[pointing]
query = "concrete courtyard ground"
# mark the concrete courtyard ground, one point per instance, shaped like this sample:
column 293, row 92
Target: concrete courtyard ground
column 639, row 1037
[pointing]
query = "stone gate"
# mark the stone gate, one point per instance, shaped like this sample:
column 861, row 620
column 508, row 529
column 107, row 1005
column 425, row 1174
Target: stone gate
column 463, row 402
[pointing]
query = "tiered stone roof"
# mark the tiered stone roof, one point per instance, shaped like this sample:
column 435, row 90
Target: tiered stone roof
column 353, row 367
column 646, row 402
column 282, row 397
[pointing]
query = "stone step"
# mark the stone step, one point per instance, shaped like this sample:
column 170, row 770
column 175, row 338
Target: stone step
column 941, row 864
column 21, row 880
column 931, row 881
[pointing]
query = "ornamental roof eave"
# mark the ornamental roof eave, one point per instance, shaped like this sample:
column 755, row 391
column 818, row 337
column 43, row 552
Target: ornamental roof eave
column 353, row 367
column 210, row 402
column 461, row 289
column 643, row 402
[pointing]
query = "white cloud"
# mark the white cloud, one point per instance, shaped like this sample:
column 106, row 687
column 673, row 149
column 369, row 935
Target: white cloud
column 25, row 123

● ● ● ● ●

Extract every line of all the entries above verbatim, without omitting, reordering, or altering any line.

**Task solution:**
[pointing]
query = "concrete courtyard ground"
# mark the concrete courtyard ground, one point per instance, shaped like this sample:
column 293, row 92
Target: concrete courtyard ground
column 639, row 1037
[pointing]
query = "stone gate"
# mark the stone gate, one point per instance, shaped like this sample:
column 861, row 620
column 508, row 529
column 107, row 1005
column 425, row 1174
Target: stone gate
column 463, row 402
[pointing]
query = "tiered stone roof"
# mark the tiered stone roof, one point per instance, shaped like this sample:
column 435, row 90
Target: tiered stone roof
column 353, row 367
column 646, row 402
column 282, row 397
[pointing]
query = "stone step"
# mark the stone step, one point per instance, shaped like this sample:
column 170, row 770
column 175, row 338
Target: stone step
column 941, row 864
column 21, row 880
column 931, row 881
[pointing]
query = "ornamental roof eave"
# mark the ornamental roof eave, one point per instance, shaped like this sample:
column 755, row 391
column 818, row 337
column 43, row 552
Target: ornamental roof eave
column 353, row 367
column 210, row 402
column 461, row 289
column 643, row 402
[pointing]
query = "white cloud"
# mark the white cloud, one point per instance, shaped like this sample:
column 106, row 687
column 673, row 149
column 369, row 935
Target: white cloud
column 25, row 123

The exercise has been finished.